-- start Document extract --
Cass County, Missouri Law Enforcement Sales Tax Ballot Question

What is Question 1 on the April 4, 2017 ballot?

Voter approval of Question 1 would dedicate a one-fourth of one percent sales tax to be used for Cass County law enforcement. By law, this portion of the sales tax will fund only law enforcement activities.

How would the sales tax be used for law enforcement in Cass County?

Sales tax funds will be used to fight increasing crime. Beginning in budget year 2018, the funding would provide additional Sheriff’s Office personnel, and help fill existing vacancies. There are currently 14 vacancies. The funding will allow reinstatement of a step-salary plan (discontinued in 2009 due to lack of funding) and payment or use of earned Sheriff’s Office holiday and vacation time (allow people time off).

The sales tax will also provide additional funding for Prosecuting Attorney’s Office personnel and salary adjustments, Sheriff’s Office equipment, and will make possible a law enforcement reserve fund for unforeseen costs and/or unfunded state and federal mandates.

Why is additional funding for law enforcement needed?

Existing funding is not keeping pace with Cass County’s growth and law enforcement needs. Cass County is among the top 10 fastest-growing counties in Missouri. County population has increased 60 percent since 1990. While good growth has occurred, crime has also risen. Calls for service, dispatch incidents, and jail inmates have increased 100 percent since 1999.
-- end Document extract --
## Goal 1:
Return the stretch of the ballot question text from "What is Question" through "people time off).", copied word for word.
-- start Working data --
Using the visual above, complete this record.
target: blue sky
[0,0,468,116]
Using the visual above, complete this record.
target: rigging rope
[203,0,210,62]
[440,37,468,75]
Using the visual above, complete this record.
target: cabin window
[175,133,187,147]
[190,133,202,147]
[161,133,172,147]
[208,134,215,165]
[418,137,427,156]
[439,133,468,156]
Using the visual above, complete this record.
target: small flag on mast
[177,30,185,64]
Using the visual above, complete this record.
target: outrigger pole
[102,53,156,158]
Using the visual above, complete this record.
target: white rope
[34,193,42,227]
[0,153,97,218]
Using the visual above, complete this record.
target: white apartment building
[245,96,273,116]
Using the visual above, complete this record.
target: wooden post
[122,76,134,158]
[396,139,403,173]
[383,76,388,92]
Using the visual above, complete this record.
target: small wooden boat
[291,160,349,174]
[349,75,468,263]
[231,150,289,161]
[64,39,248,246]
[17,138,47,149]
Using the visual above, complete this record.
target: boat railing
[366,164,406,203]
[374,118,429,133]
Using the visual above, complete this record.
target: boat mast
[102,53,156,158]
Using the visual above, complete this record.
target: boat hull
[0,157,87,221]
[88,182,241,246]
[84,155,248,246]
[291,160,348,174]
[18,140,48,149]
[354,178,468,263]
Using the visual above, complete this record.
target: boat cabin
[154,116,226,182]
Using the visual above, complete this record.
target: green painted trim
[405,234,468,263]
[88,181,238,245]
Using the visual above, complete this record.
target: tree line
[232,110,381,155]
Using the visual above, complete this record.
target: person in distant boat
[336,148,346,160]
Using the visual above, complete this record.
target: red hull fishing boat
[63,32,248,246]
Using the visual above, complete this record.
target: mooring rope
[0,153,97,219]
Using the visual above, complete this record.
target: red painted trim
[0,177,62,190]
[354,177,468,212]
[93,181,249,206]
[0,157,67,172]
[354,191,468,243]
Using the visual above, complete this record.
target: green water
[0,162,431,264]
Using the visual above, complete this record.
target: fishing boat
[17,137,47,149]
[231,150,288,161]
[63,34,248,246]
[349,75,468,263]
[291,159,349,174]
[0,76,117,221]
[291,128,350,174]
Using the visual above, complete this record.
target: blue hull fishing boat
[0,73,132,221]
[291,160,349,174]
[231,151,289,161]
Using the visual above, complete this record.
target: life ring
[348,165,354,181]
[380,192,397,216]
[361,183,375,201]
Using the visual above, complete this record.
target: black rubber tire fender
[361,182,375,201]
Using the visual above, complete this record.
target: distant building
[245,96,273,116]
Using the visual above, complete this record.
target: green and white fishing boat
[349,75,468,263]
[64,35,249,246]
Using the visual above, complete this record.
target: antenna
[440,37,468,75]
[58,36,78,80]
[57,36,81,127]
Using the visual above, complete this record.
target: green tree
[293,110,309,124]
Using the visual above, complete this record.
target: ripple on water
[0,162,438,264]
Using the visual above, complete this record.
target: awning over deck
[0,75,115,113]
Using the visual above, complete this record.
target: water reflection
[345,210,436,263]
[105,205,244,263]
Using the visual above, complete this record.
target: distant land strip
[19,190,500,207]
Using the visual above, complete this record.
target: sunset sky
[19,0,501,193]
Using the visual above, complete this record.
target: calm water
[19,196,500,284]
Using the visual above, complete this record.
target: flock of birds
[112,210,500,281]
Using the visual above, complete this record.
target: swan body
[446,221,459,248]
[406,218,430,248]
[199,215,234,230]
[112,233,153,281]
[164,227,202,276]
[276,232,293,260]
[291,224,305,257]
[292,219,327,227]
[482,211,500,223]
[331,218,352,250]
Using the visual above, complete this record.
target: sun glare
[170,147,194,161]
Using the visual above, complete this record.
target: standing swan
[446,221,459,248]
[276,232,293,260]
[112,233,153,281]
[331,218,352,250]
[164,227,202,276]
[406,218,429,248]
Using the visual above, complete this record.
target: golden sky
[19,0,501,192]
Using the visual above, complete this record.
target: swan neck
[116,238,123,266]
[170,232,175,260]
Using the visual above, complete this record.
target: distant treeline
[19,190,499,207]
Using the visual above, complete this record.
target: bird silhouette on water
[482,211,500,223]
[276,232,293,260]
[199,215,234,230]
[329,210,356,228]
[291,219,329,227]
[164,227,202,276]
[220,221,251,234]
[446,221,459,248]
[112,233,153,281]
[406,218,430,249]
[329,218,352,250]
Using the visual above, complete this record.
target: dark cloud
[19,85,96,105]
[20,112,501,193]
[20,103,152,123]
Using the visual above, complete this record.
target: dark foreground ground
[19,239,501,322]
-- end Working data --
## Goal 2:
Retype the stretch of the records from their first line through the line containing "[63,32,248,246]", including both of those lines, with every line exactly as it appears.

## Full answer 1:
What is Question 1 on the April 4, 2017 ballot?

Voter approval of Question 1 would dedicate a one-fourth of one percent sales tax to be used for Cass County law enforcement. By law, this portion of the sales tax will fund only law enforcement activities.

How would the sales tax be used for law enforcement in Cass County?

Sales tax funds will be used to fight increasing crime. Beginning in budget year 2018, the funding would provide additional Sheriff’s Office personnel, and help fill existing vacancies. There are currently 14 vacancies. The funding will allow reinstatement of a step-salary plan (discontinued in 2009 due to lack of funding) and payment or use of earned Sheriff’s Office holiday and vacation time (allow people time off).

## Full answer 2:
Using the visual above, complete this record.
target: blue sky
[0,0,468,116]
Using the visual above, complete this record.
target: rigging rope
[203,0,210,62]
[440,37,468,75]
Using the visual above, complete this record.
target: cabin window
[175,133,187,147]
[190,133,202,147]
[161,133,172,147]
[208,134,215,165]
[418,137,427,156]
[439,133,468,156]
Using the visual above, complete this record.
target: small flag on mast
[177,30,185,64]
Using the visual above, complete this record.
target: outrigger pole
[102,53,156,158]
Using the visual above, complete this record.
target: white rope
[34,193,42,227]
[0,153,97,218]
Using the visual above, complete this record.
target: white apartment building
[245,96,273,116]
Using the visual above, complete this record.
target: wooden post
[122,76,134,158]
[396,139,403,173]
[383,76,388,92]
Using the visual above, complete this record.
target: small wooden boat
[291,160,349,174]
[349,75,468,263]
[231,150,289,161]
[64,39,248,246]
[17,138,47,149]
Using the visual above, complete this record.
target: boat railing
[366,164,406,203]
[374,118,429,133]
Using the visual above, complete this record.
target: boat mast
[102,53,156,158]
Using the visual above, complete this record.
target: boat hull
[0,157,87,221]
[88,182,241,246]
[84,155,248,246]
[291,160,348,174]
[18,140,48,149]
[354,178,468,263]
Using the visual above, complete this record.
target: boat cabin
[154,116,226,182]
Using the visual above, complete this record.
target: green painted trim
[405,234,468,263]
[88,181,238,245]
Using the visual above, complete this record.
target: tree line
[232,110,381,155]
Using the visual above, complete this record.
target: person in distant boat
[336,148,346,160]
Using the visual above, complete this record.
target: red hull fishing boat
[63,32,248,246]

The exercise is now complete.